What you will do – Locate the line containing "the bag strap" in the data below. Reproduce it and every following line up to the end, exactly as given.
BEGIN Items
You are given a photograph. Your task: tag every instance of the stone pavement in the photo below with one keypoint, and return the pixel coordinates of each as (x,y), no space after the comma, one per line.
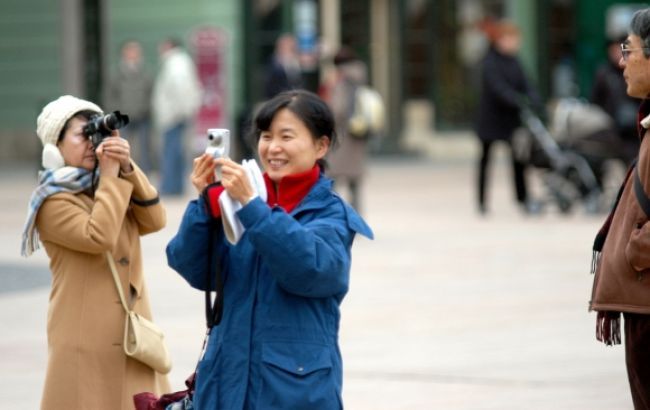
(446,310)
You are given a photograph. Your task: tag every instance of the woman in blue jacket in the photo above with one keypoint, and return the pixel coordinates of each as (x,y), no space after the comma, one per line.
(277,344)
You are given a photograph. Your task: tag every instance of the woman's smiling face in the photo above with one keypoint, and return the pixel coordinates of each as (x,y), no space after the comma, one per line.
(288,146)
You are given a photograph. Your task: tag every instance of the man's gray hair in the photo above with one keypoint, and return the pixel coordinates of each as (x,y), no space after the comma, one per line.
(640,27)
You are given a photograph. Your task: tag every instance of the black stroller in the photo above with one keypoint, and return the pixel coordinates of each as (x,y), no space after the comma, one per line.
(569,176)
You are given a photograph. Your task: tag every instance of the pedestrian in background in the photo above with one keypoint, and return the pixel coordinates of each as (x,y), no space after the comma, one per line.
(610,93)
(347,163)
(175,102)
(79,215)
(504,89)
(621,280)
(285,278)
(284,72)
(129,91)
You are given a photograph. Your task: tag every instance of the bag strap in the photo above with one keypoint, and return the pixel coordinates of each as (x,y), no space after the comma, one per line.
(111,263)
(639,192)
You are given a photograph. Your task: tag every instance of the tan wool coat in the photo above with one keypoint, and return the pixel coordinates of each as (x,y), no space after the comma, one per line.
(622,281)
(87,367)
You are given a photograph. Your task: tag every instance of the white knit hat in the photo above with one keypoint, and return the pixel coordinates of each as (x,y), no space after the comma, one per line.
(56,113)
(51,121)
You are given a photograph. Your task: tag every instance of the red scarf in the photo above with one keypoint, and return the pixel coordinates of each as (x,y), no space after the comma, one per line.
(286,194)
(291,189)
END Items
Answer below –
You are given a photograph. Your task: tag every instance of the bag strap in the photo above with one keypoint, and return the pixel coordinates of each as (x,y), no space after the comma, one per line.
(111,263)
(639,192)
You are given a photograph. Your task: tag every instance of the tan wool coat in the photo above with one keypoint, and return the pixel coordinates of each as (x,y), no space after the comma, one per line.
(622,281)
(87,367)
You are given a photograph. Your task: tag every instance of the white knit hat in the photo above with one keypoint, and return the pixel coordinates of each as (x,y), no space after the comma, one per line.
(56,113)
(51,121)
You are given a photograph. Your task: tag every instance of the red scarf in the photo above with one keypoint, and return the pixel coordinates of each as (x,y), no space after the comma, one per line.
(286,194)
(291,189)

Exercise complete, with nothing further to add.